Given task: Your task is to write out the lines from the line containing "Where can you find the athletic" through the last line of the material, exactly.

##########

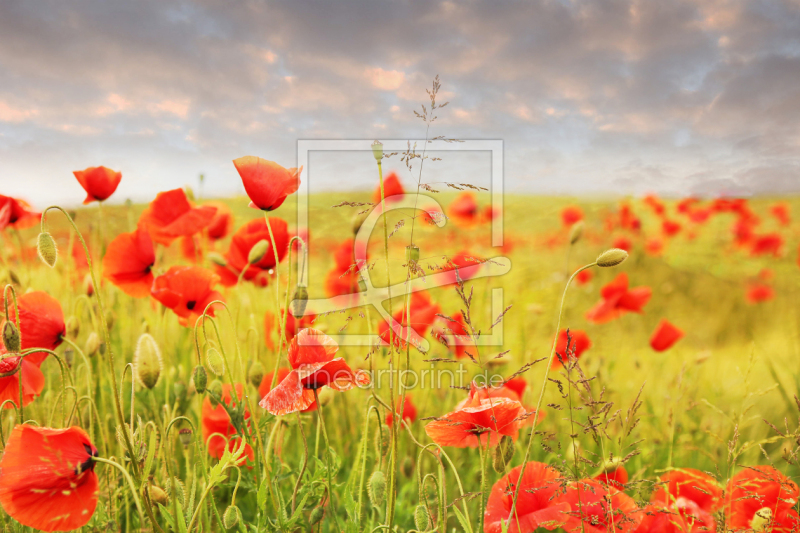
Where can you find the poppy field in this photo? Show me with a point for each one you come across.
(164, 367)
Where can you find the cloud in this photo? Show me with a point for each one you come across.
(678, 97)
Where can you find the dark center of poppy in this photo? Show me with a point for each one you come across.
(89, 463)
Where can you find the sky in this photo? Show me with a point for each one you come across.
(675, 97)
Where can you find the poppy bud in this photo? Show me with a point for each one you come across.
(231, 516)
(376, 488)
(407, 467)
(46, 247)
(11, 338)
(185, 434)
(157, 495)
(73, 327)
(92, 344)
(217, 259)
(299, 301)
(200, 378)
(611, 257)
(215, 362)
(412, 253)
(316, 515)
(256, 373)
(576, 232)
(377, 151)
(69, 356)
(503, 453)
(215, 391)
(421, 518)
(258, 251)
(147, 361)
(762, 520)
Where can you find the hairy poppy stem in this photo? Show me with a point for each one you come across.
(541, 395)
(321, 419)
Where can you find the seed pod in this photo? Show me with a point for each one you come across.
(299, 301)
(256, 373)
(185, 434)
(412, 253)
(407, 467)
(147, 363)
(11, 338)
(47, 249)
(258, 251)
(611, 257)
(215, 362)
(316, 515)
(92, 344)
(377, 151)
(217, 259)
(503, 453)
(231, 516)
(376, 488)
(73, 327)
(576, 232)
(200, 378)
(421, 518)
(215, 392)
(157, 495)
(382, 441)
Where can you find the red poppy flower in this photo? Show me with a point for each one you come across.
(32, 379)
(311, 354)
(409, 411)
(616, 477)
(579, 343)
(689, 484)
(623, 243)
(781, 213)
(41, 323)
(670, 228)
(760, 293)
(243, 240)
(461, 266)
(171, 215)
(16, 213)
(570, 215)
(464, 209)
(222, 223)
(129, 261)
(598, 508)
(423, 313)
(756, 497)
(187, 291)
(665, 336)
(583, 277)
(217, 420)
(293, 325)
(535, 507)
(98, 182)
(769, 244)
(391, 187)
(617, 300)
(479, 414)
(266, 182)
(47, 478)
(266, 383)
(343, 278)
(455, 335)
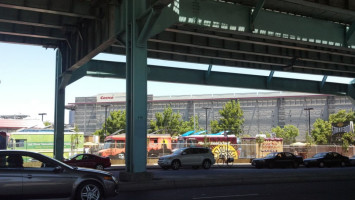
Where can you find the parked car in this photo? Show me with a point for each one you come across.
(190, 156)
(27, 174)
(278, 159)
(89, 161)
(352, 160)
(327, 159)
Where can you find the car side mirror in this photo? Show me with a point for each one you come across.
(58, 169)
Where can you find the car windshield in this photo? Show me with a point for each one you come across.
(319, 155)
(271, 155)
(109, 144)
(73, 156)
(177, 152)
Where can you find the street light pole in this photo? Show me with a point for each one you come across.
(105, 115)
(206, 118)
(309, 121)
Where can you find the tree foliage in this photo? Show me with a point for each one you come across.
(231, 119)
(342, 116)
(321, 132)
(116, 121)
(171, 123)
(288, 133)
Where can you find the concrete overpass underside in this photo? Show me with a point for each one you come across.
(301, 36)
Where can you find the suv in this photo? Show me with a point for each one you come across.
(191, 156)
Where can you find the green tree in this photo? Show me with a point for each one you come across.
(116, 121)
(347, 139)
(288, 133)
(321, 132)
(232, 119)
(343, 116)
(75, 139)
(171, 123)
(47, 123)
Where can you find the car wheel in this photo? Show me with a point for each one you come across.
(271, 165)
(175, 165)
(321, 164)
(342, 164)
(206, 164)
(99, 167)
(89, 191)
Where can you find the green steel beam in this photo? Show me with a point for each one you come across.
(79, 9)
(188, 76)
(208, 73)
(59, 110)
(136, 90)
(220, 15)
(321, 85)
(349, 33)
(255, 13)
(269, 79)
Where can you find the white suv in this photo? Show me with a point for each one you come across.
(191, 156)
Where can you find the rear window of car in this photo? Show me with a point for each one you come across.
(201, 150)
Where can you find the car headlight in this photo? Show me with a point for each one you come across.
(115, 179)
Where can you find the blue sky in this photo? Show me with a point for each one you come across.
(27, 81)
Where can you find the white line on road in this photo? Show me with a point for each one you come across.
(227, 196)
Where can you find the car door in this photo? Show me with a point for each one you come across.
(289, 159)
(90, 161)
(279, 159)
(42, 177)
(11, 177)
(196, 156)
(186, 157)
(328, 159)
(337, 158)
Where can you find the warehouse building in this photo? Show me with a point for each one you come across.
(262, 111)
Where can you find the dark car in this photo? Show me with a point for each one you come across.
(326, 159)
(25, 174)
(89, 161)
(278, 159)
(352, 160)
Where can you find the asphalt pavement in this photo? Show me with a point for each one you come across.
(239, 174)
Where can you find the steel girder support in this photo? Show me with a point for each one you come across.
(94, 36)
(136, 90)
(255, 13)
(236, 17)
(59, 109)
(188, 76)
(351, 91)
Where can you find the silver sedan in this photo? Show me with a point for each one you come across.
(32, 175)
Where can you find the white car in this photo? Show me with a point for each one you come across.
(191, 156)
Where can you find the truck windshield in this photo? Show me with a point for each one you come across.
(109, 144)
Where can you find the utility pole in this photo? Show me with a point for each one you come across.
(206, 118)
(107, 105)
(309, 121)
(42, 115)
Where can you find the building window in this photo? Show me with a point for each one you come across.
(20, 143)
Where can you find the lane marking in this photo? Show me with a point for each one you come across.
(227, 196)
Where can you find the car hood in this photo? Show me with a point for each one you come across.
(93, 171)
(310, 159)
(167, 156)
(260, 159)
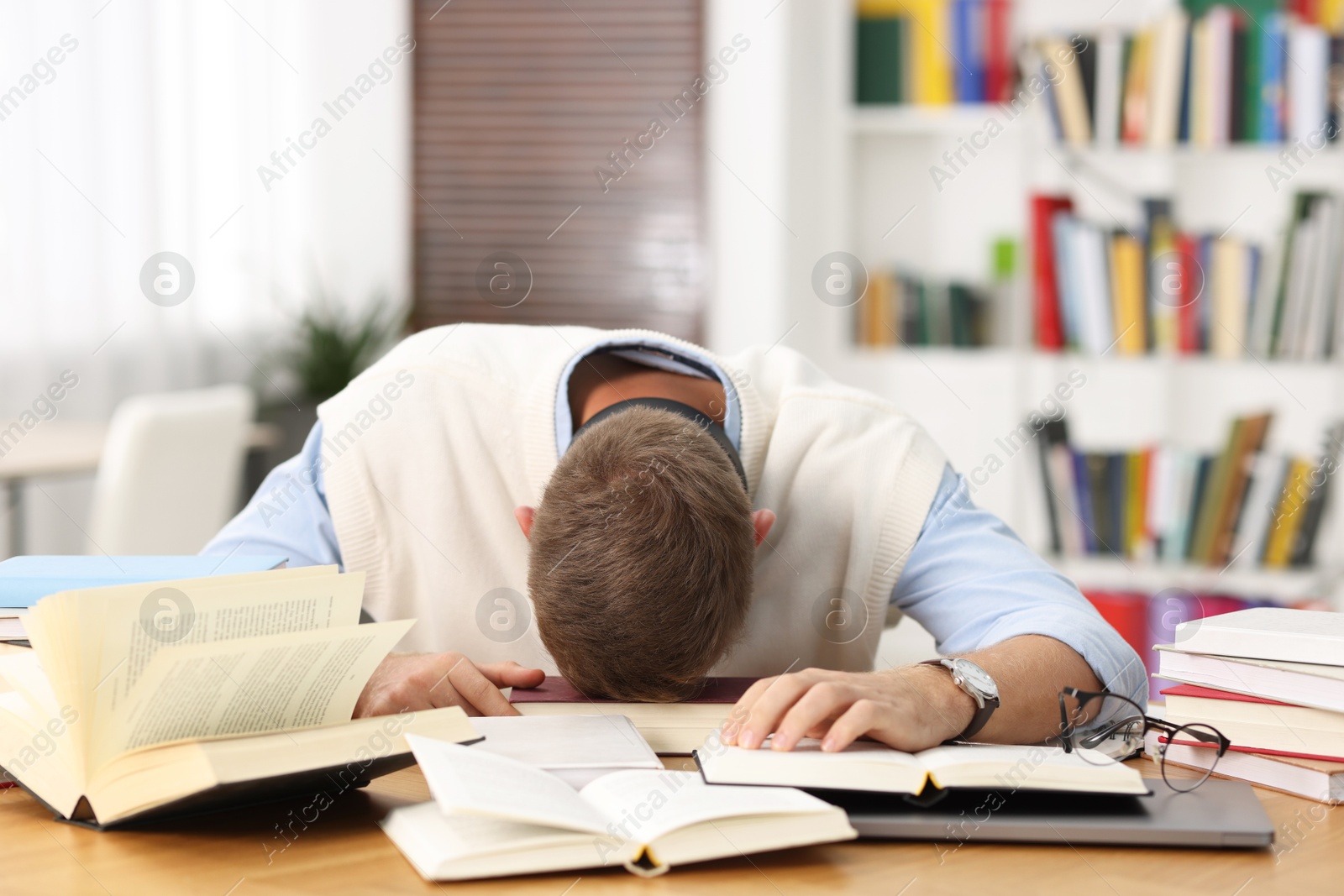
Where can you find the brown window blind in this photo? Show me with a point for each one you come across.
(534, 140)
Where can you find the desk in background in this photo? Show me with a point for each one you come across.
(343, 852)
(64, 448)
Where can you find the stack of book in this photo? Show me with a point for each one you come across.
(1272, 680)
(1160, 289)
(933, 51)
(1206, 74)
(902, 309)
(1243, 506)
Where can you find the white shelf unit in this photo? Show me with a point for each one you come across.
(855, 172)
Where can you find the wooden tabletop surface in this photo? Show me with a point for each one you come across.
(241, 853)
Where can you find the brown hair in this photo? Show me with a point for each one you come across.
(642, 555)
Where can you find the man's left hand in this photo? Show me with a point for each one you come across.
(909, 708)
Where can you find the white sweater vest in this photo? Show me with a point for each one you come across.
(428, 453)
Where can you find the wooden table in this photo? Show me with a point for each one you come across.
(71, 448)
(342, 851)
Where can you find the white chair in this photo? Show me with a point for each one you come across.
(171, 470)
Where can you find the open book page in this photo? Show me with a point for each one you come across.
(645, 805)
(864, 765)
(145, 618)
(1030, 768)
(246, 685)
(472, 782)
(568, 741)
(24, 674)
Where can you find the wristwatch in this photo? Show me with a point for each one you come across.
(976, 683)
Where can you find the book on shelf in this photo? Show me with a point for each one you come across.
(1164, 291)
(116, 716)
(933, 53)
(671, 728)
(1319, 779)
(1243, 506)
(902, 309)
(1203, 74)
(873, 768)
(494, 815)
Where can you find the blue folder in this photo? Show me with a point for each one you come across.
(26, 579)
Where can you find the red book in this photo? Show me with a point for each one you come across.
(1050, 331)
(1214, 694)
(1189, 295)
(555, 689)
(998, 53)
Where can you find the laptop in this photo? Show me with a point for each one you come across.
(1218, 815)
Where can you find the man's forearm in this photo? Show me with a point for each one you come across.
(1030, 672)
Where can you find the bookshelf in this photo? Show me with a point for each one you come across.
(855, 172)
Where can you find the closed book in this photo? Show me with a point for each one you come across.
(932, 43)
(1100, 490)
(1126, 289)
(1070, 92)
(1236, 127)
(879, 63)
(1308, 82)
(1220, 74)
(26, 579)
(1086, 503)
(1274, 65)
(968, 34)
(671, 728)
(1307, 684)
(1133, 113)
(1268, 633)
(1254, 723)
(1164, 82)
(867, 766)
(1162, 271)
(1305, 542)
(1110, 69)
(1263, 490)
(1189, 286)
(1288, 516)
(1230, 288)
(1319, 779)
(1050, 333)
(998, 51)
(1253, 432)
(1097, 328)
(1054, 432)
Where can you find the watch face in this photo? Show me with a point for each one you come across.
(976, 678)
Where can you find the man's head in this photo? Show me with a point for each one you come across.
(642, 555)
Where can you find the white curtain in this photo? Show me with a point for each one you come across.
(131, 128)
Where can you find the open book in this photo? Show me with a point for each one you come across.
(671, 728)
(495, 815)
(873, 768)
(178, 696)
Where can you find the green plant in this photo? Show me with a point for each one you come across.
(333, 344)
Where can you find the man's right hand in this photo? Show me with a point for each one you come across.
(410, 681)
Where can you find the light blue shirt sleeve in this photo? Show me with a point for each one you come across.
(288, 515)
(972, 584)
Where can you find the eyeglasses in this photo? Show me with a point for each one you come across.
(1126, 719)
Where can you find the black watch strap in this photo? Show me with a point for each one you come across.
(985, 708)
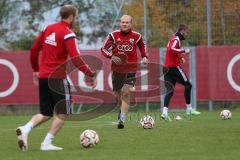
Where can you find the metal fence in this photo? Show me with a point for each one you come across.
(211, 22)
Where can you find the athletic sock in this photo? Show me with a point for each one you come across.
(165, 110)
(28, 127)
(189, 107)
(48, 139)
(123, 116)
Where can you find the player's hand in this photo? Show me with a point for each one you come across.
(183, 60)
(116, 60)
(145, 60)
(35, 78)
(90, 78)
(187, 51)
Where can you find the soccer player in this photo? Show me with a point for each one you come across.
(121, 48)
(55, 43)
(173, 71)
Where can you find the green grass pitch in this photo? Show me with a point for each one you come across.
(206, 137)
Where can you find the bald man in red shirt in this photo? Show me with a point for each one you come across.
(121, 48)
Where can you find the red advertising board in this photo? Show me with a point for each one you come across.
(217, 77)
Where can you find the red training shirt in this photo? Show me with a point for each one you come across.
(121, 43)
(173, 52)
(56, 42)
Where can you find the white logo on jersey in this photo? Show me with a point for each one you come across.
(51, 40)
(125, 47)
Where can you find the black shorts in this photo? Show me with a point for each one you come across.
(174, 74)
(119, 79)
(54, 96)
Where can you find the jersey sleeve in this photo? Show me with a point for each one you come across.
(174, 47)
(142, 47)
(72, 49)
(34, 52)
(108, 46)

##########

Result of the task:
Where can you find the athletic sock in this photo? Show me with a point for each one you come across.
(165, 110)
(28, 127)
(189, 107)
(48, 139)
(123, 116)
Where can you find the player's hand in this photo? Show me with a point for each one you come across.
(183, 60)
(116, 60)
(145, 60)
(35, 78)
(90, 78)
(187, 51)
Where can you find the soccer player in this photo? Show me with a point for each one you come across.
(121, 48)
(55, 43)
(173, 71)
Where can you find the green grass pitch in this photo? Show me with a point for each one you come across.
(206, 137)
Where can you find the bald man in red shirt in this photo? Show me with a point for each one you come across.
(121, 48)
Where can you find the red advertising board in this photo? Show me with a point for each one you come across.
(217, 77)
Where can you find the red training shirt in this photo? Show me with a point for each one you come across.
(121, 43)
(173, 52)
(56, 42)
Where can you find the white logo on jersey in this photo? Show me with a point for each one you come across.
(51, 40)
(125, 47)
Where can you find the black shorts in this photo? Show me with a point for each one you come across.
(174, 74)
(119, 79)
(54, 96)
Where can you find the jersey sleeve in this photo? Show me with a point for each one you come across.
(174, 47)
(142, 47)
(72, 49)
(34, 52)
(108, 46)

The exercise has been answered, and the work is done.